# [TO DO]
Rewrite the material as a numbered list with blank lines dropped, starting at the line that contains "Locate the textured ceiling." and ending after the line that contains "[273,228,284,247]". Include only those lines.

# [ENTRIES]
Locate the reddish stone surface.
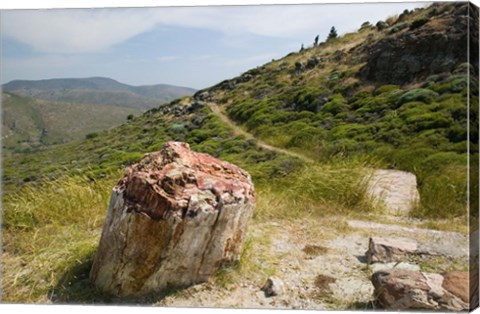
[442,271,469,302]
[117,142,255,220]
[90,142,255,296]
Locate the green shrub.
[320,94,348,115]
[374,84,400,96]
[398,88,438,105]
[410,18,430,30]
[411,165,467,219]
[85,132,98,140]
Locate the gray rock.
[262,277,285,297]
[375,21,388,31]
[370,262,420,273]
[365,237,418,264]
[372,268,469,311]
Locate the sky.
[0,2,427,89]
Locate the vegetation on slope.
[2,0,478,302]
[196,4,478,218]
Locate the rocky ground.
[152,103,468,310]
[158,213,468,309]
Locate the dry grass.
[2,178,119,303]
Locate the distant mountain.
[2,77,195,152]
[2,77,195,110]
[2,93,143,154]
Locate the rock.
[306,57,320,69]
[367,169,420,215]
[372,268,468,311]
[90,142,255,296]
[359,5,468,85]
[365,237,418,264]
[295,61,304,74]
[262,277,285,298]
[442,271,469,302]
[370,262,420,273]
[375,21,388,31]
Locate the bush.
[411,165,467,219]
[398,88,438,105]
[85,132,98,140]
[320,94,348,115]
[410,18,430,31]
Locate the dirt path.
[153,103,468,310]
[207,102,314,163]
[207,102,420,216]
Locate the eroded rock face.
[372,268,468,311]
[365,237,418,264]
[90,142,255,296]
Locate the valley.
[2,3,478,310]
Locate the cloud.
[2,9,157,53]
[157,56,180,62]
[2,3,425,53]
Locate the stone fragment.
[262,277,285,297]
[442,271,469,302]
[370,262,420,273]
[90,142,255,296]
[365,237,418,264]
[367,169,420,215]
[372,268,468,311]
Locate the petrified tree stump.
[90,142,255,296]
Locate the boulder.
[365,237,418,264]
[372,268,468,311]
[90,142,255,296]
[367,169,420,215]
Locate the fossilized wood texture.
[372,268,469,311]
[90,142,255,296]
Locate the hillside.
[2,78,194,153]
[2,3,478,310]
[2,77,195,110]
[2,93,142,156]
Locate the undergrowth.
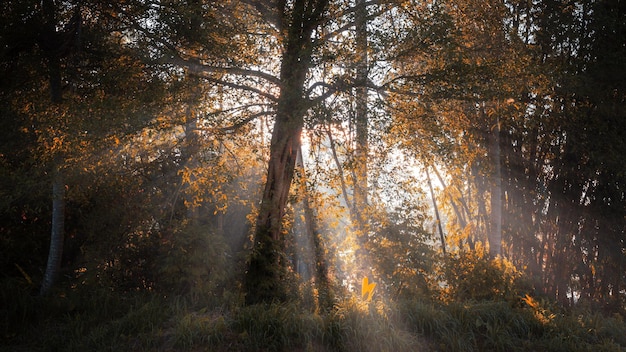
[0,282,626,352]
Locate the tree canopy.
[0,0,626,312]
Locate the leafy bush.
[440,251,524,301]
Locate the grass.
[0,283,626,352]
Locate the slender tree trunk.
[488,115,502,258]
[40,167,65,296]
[298,149,334,310]
[426,166,446,255]
[40,0,65,296]
[353,0,369,223]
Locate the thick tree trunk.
[245,0,327,304]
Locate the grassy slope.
[0,285,626,352]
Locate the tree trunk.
[353,0,369,223]
[426,166,446,255]
[298,149,335,311]
[40,0,65,296]
[488,117,502,258]
[40,167,65,296]
[244,0,327,304]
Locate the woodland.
[0,0,626,351]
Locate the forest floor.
[0,286,626,352]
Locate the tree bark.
[40,167,65,296]
[353,0,369,223]
[244,0,328,304]
[426,166,446,255]
[488,117,502,258]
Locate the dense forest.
[0,0,626,351]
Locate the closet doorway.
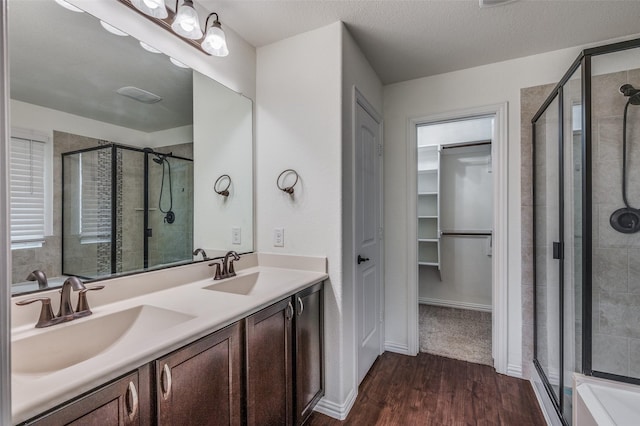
[409,105,506,371]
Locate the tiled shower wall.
[11,131,193,283]
[592,69,640,377]
[521,70,640,377]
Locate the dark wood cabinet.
[155,323,242,426]
[245,283,324,426]
[26,371,146,426]
[294,283,324,425]
[22,283,324,426]
[245,298,294,426]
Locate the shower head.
[620,84,640,105]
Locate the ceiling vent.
[116,86,162,104]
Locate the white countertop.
[12,254,328,424]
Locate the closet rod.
[442,232,493,237]
[442,139,491,149]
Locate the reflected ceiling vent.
[478,0,518,7]
[116,86,162,104]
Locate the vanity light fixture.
[117,0,229,57]
[100,21,129,37]
[131,0,169,19]
[171,0,202,40]
[56,0,84,13]
[202,12,229,57]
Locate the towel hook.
[213,175,231,197]
[276,169,299,195]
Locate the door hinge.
[553,241,564,260]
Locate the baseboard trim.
[418,297,493,312]
[507,364,522,379]
[313,389,358,420]
[529,365,563,426]
[384,342,415,355]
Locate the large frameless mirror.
[8,0,253,294]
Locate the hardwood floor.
[307,352,546,426]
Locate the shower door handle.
[553,241,564,259]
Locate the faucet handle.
[209,261,222,280]
[227,259,238,277]
[73,285,104,318]
[16,297,55,328]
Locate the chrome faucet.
[16,277,104,328]
[27,269,49,288]
[193,248,209,260]
[209,251,240,280]
[222,250,240,278]
[58,277,85,319]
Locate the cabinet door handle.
[127,382,138,421]
[162,364,171,399]
[285,300,294,320]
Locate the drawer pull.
[127,382,138,421]
[162,364,171,399]
[298,296,304,316]
[285,301,293,320]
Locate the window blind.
[9,137,45,248]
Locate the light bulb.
[202,20,229,56]
[131,0,169,19]
[171,0,202,40]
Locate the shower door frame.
[531,35,640,424]
[61,142,193,280]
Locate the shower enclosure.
[531,39,640,424]
[62,144,193,279]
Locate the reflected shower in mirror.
[8,0,253,294]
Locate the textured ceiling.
[198,0,640,84]
[9,0,193,132]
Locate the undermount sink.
[204,272,260,296]
[11,305,194,375]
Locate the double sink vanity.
[12,254,328,425]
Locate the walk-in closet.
[416,116,494,365]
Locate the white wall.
[10,99,193,147]
[384,35,636,371]
[193,72,253,257]
[256,23,348,412]
[67,0,256,99]
[256,22,382,417]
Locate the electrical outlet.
[231,228,242,244]
[273,228,284,247]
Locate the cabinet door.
[245,298,294,426]
[294,283,324,425]
[27,372,141,426]
[155,323,242,426]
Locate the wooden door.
[353,98,382,383]
[245,298,294,426]
[155,323,242,426]
[27,371,141,426]
[294,283,324,425]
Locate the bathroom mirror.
[8,0,253,294]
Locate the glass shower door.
[533,97,562,406]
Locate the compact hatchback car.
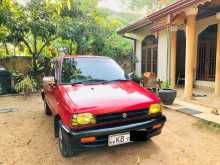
[42,56,166,157]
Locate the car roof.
[52,55,111,61]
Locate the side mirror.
[128,72,141,84]
[43,76,56,86]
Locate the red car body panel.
[44,56,160,128]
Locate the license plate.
[108,132,130,146]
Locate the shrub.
[15,75,37,97]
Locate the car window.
[61,58,126,84]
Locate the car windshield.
[61,57,127,84]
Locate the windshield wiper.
[103,79,128,84]
[72,79,106,85]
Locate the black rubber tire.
[59,122,79,158]
[44,101,52,116]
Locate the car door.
[46,61,59,113]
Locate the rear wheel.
[44,101,52,116]
[59,121,78,158]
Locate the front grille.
[96,109,147,124]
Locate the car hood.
[62,81,160,114]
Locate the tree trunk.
[4,42,9,55]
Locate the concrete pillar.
[170,27,177,88]
[135,40,142,77]
[215,12,220,96]
[184,7,198,99]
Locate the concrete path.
[163,98,220,124]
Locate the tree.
[0,0,56,74]
[121,0,176,14]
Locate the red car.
[42,56,166,157]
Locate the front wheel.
[59,121,78,158]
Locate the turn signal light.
[153,124,162,129]
[80,136,96,143]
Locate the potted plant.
[159,81,177,105]
[15,76,37,98]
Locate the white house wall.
[157,30,169,80]
[136,40,142,76]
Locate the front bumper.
[62,116,166,152]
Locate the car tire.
[44,101,52,116]
[58,121,78,158]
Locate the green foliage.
[124,0,177,14]
[0,0,132,75]
[161,80,171,89]
[15,76,37,96]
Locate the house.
[118,0,220,99]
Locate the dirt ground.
[0,96,220,165]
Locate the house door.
[141,36,157,74]
[142,45,157,73]
[197,41,216,81]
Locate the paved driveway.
[0,96,220,165]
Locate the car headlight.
[72,113,96,126]
[148,104,162,115]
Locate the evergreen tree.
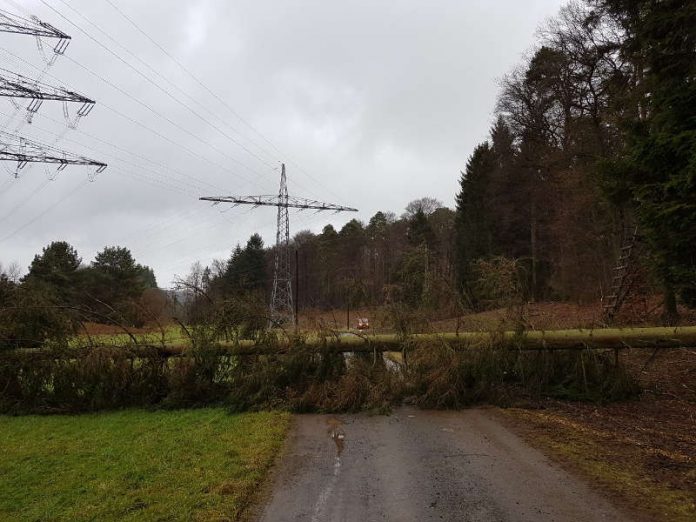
[24,241,82,304]
[597,0,696,316]
[455,142,496,305]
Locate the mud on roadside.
[502,350,696,521]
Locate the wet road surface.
[260,408,630,522]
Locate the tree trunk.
[662,283,679,326]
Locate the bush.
[0,282,73,349]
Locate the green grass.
[0,408,290,522]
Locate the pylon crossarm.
[199,195,358,212]
[0,68,95,106]
[0,9,70,40]
[0,132,107,172]
[199,164,358,327]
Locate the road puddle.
[326,418,346,452]
[312,417,346,522]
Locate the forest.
[0,0,696,340]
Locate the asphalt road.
[259,408,631,522]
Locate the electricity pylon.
[0,68,95,118]
[0,132,107,176]
[0,9,70,54]
[199,163,358,326]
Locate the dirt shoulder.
[502,350,696,521]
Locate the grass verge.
[501,408,696,522]
[0,408,290,521]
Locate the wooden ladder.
[602,226,638,323]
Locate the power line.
[0,64,95,118]
[0,2,70,54]
[0,48,266,193]
[59,0,277,169]
[41,0,282,187]
[0,132,107,170]
[100,0,350,205]
[199,164,358,326]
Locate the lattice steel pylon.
[0,131,107,176]
[0,9,70,54]
[0,67,95,122]
[199,163,358,326]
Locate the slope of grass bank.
[0,409,290,521]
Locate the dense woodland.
[0,0,696,337]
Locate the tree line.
[0,0,696,342]
[0,241,160,347]
[185,0,696,322]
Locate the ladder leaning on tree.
[602,226,638,323]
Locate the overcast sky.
[0,0,563,287]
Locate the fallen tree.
[6,326,696,358]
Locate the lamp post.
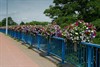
[6,0,8,35]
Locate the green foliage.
[44,0,100,26]
[20,21,25,25]
[1,17,17,26]
[26,21,49,26]
[93,32,100,44]
[92,19,100,32]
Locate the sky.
[0,0,53,23]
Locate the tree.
[1,17,17,26]
[0,21,2,27]
[44,0,100,25]
[20,21,25,25]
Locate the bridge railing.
[0,29,100,67]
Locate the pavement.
[0,33,57,67]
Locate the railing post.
[96,48,99,67]
[62,40,65,64]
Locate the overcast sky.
[0,0,53,23]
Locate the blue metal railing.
[0,29,100,67]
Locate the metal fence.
[0,29,100,67]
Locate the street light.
[6,0,8,35]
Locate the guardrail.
[0,29,100,67]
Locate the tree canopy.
[20,21,25,25]
[44,0,100,25]
[1,17,17,26]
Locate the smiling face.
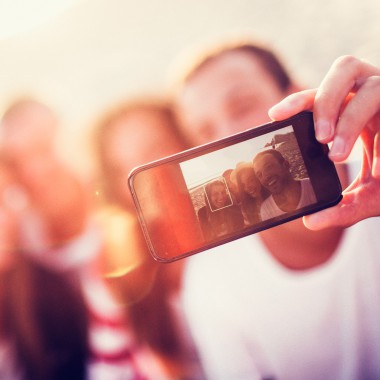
[177,51,286,145]
[102,109,184,208]
[240,168,261,198]
[209,183,228,209]
[253,153,292,194]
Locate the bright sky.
[180,126,293,188]
[0,0,81,39]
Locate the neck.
[260,219,343,270]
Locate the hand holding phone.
[269,56,380,230]
[129,112,341,262]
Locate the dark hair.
[93,98,189,200]
[0,252,89,380]
[236,166,269,203]
[182,42,292,91]
[205,179,226,207]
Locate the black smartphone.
[129,112,342,262]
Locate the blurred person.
[95,98,203,379]
[1,98,148,379]
[171,42,380,380]
[0,154,89,380]
[198,180,244,241]
[234,162,268,226]
[253,149,317,220]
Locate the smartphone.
[129,112,342,262]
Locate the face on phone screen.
[130,113,341,261]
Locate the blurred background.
[0,0,380,172]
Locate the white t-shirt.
[183,218,380,380]
[260,178,317,220]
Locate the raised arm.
[269,56,380,230]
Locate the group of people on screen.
[0,28,380,380]
[197,149,317,241]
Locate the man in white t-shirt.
[176,43,380,380]
[253,149,316,220]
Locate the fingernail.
[315,120,332,141]
[330,136,346,159]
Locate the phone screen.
[129,112,341,262]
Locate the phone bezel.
[128,111,342,262]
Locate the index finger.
[314,56,380,150]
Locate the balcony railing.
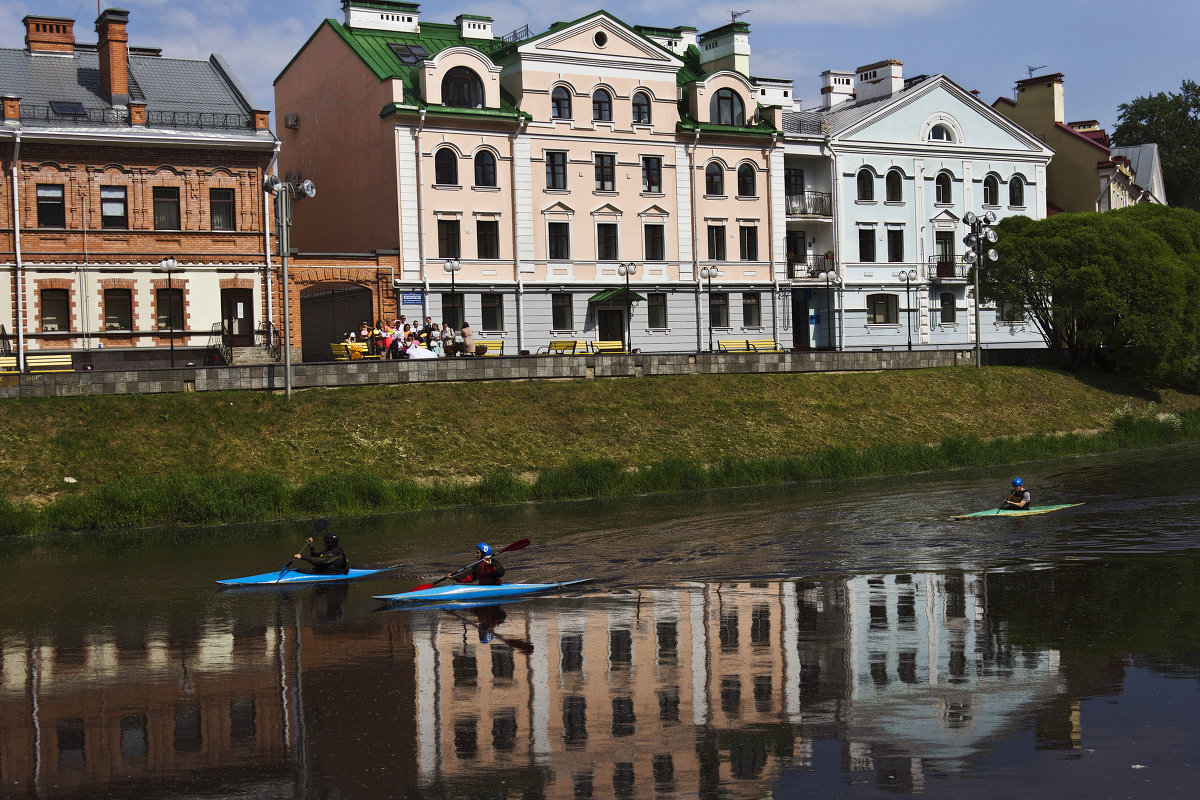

# [COMPLETED EXERCISE]
1. Locate the textured ceiling.
2. [198,0,640,84]
3. [9,0,193,132]
4. Locate the undermount sink.
5. [204,272,260,296]
6. [11,305,194,375]
7. Locate the double sink vanity.
8. [12,254,328,425]
9. Locate the walk-in closet.
10. [416,116,494,365]
11. Locate the white wall.
12. [10,99,193,147]
13. [384,35,636,371]
14. [193,72,253,257]
15. [256,23,348,412]
16. [67,0,256,99]
17. [256,22,382,417]
18. Locate the electrical outlet.
19. [231,228,242,244]
20. [273,228,284,247]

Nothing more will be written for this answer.